#### EXERCISE TASK
Please render the items below as a numbered list, beginning at the line that contains "Question. Place a dot on every instance of the road" and stopping after the line that contains "(1149, 119)". Leave out any blank lines.

#### DATA FOR THE TASK
BEGIN

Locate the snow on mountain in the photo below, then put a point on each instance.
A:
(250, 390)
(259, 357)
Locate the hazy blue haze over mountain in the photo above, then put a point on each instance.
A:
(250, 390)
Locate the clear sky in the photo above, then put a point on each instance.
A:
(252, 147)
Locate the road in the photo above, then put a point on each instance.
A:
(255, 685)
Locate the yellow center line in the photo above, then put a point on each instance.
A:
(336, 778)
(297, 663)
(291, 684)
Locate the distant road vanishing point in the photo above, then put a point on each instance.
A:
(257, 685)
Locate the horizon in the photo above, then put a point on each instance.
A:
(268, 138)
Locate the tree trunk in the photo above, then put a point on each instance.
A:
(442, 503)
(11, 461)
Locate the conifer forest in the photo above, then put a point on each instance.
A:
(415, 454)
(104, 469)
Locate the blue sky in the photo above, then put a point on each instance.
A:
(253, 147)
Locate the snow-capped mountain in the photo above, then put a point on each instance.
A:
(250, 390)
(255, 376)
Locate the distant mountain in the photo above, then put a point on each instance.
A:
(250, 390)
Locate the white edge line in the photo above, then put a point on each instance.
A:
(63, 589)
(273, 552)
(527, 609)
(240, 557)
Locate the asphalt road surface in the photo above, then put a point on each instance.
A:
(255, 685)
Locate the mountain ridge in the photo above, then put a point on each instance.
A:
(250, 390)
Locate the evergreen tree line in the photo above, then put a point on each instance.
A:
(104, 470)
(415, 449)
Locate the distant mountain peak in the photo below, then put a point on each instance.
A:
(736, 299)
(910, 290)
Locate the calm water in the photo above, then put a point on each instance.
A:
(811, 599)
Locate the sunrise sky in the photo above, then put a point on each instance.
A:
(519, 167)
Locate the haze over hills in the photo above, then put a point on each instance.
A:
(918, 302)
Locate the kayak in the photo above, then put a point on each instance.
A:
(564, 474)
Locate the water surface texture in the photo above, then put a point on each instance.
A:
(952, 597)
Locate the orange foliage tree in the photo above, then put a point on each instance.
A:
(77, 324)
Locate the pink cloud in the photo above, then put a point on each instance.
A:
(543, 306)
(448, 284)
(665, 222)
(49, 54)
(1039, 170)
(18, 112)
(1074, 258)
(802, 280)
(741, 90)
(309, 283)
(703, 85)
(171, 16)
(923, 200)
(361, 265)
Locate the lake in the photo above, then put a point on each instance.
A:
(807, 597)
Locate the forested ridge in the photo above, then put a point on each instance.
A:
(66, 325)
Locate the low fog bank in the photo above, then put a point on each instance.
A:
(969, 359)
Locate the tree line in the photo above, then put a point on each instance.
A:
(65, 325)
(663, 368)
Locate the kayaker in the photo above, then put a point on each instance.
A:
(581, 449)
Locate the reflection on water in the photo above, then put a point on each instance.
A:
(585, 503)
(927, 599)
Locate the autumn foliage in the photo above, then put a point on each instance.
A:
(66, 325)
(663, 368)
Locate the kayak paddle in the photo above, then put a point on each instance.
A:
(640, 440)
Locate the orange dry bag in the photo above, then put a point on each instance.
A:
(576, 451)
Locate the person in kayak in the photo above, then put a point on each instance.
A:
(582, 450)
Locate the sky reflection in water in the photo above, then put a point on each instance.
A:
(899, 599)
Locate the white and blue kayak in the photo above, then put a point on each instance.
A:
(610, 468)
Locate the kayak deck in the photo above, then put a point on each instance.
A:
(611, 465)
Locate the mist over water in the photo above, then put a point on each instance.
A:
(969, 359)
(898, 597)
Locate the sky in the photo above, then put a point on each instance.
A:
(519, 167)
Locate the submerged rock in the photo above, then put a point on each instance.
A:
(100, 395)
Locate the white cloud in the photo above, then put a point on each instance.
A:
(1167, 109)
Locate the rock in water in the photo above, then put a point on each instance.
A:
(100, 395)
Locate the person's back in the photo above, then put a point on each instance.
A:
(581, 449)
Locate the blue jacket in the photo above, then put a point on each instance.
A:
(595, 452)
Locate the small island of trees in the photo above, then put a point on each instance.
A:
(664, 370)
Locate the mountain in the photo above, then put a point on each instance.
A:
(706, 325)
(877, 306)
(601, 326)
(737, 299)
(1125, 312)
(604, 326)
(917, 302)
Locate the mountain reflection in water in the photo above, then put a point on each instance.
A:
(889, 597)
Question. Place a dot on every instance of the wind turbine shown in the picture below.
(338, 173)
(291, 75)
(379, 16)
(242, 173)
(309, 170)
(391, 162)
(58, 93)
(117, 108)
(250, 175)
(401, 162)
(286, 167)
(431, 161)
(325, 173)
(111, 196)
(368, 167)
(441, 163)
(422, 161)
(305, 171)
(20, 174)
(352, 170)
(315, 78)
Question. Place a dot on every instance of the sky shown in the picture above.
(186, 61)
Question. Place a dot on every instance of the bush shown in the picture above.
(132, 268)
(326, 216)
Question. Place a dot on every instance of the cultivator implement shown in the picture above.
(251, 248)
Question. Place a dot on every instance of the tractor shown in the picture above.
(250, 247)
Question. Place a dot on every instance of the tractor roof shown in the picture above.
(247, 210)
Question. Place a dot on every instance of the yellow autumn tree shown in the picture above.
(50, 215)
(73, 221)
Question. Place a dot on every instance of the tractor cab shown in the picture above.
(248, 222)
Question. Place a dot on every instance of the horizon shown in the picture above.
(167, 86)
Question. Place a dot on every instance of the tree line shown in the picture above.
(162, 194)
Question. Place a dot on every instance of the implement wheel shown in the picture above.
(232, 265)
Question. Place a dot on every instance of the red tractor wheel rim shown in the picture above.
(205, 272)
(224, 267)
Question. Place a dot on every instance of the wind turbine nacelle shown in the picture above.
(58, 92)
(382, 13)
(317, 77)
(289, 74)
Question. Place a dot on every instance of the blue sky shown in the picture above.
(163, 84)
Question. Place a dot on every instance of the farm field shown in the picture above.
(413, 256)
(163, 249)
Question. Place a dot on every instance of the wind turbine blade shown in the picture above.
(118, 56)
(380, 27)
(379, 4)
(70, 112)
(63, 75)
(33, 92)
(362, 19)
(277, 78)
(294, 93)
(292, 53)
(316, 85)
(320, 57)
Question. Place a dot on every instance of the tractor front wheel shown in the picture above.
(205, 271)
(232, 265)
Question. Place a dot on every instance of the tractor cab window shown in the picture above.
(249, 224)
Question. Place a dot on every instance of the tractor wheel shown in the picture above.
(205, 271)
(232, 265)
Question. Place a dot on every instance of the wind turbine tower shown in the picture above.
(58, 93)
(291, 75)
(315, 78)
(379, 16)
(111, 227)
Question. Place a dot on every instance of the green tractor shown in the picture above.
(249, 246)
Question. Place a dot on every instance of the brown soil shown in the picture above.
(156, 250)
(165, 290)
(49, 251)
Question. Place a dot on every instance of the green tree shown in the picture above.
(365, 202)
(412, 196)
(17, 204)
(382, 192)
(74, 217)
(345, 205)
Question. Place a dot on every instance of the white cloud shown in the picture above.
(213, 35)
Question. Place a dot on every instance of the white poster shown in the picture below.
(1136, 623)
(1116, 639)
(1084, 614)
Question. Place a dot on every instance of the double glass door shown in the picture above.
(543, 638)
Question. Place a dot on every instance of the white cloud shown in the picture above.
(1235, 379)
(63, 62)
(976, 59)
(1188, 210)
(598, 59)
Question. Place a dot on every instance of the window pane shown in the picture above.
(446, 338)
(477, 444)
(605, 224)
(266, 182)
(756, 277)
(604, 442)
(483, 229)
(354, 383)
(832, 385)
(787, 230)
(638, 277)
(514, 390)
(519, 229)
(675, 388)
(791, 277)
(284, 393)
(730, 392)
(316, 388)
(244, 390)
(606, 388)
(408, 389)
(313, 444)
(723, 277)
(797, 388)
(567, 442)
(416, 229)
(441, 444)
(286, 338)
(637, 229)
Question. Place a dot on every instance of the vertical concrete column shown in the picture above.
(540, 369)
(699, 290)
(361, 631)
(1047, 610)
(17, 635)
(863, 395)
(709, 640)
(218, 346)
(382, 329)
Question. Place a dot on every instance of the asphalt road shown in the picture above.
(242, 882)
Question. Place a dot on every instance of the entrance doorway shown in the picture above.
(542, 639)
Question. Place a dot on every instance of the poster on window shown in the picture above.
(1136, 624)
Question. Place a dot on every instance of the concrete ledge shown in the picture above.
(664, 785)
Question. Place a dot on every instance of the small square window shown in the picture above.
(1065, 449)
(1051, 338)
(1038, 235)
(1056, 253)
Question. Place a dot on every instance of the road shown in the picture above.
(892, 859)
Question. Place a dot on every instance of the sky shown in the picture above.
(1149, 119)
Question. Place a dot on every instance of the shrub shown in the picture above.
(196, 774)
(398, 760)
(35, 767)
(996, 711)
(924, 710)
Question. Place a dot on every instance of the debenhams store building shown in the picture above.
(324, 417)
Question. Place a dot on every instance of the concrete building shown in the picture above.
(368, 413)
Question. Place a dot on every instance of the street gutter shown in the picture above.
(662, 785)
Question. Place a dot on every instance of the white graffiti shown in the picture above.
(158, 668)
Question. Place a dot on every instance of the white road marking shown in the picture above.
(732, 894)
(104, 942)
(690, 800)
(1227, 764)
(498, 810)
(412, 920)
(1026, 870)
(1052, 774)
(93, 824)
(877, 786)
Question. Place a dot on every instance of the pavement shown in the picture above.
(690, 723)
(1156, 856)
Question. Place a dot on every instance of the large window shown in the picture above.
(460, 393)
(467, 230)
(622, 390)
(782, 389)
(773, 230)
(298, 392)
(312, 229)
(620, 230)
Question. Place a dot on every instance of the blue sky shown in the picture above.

END

#### OUTPUT OF THE TASK
1. Question. Place a dot on every instance of the road shown in the picture above.
2. (892, 859)
3. Question. Place a dot on every instance of the sky shown in the picture above.
4. (1149, 119)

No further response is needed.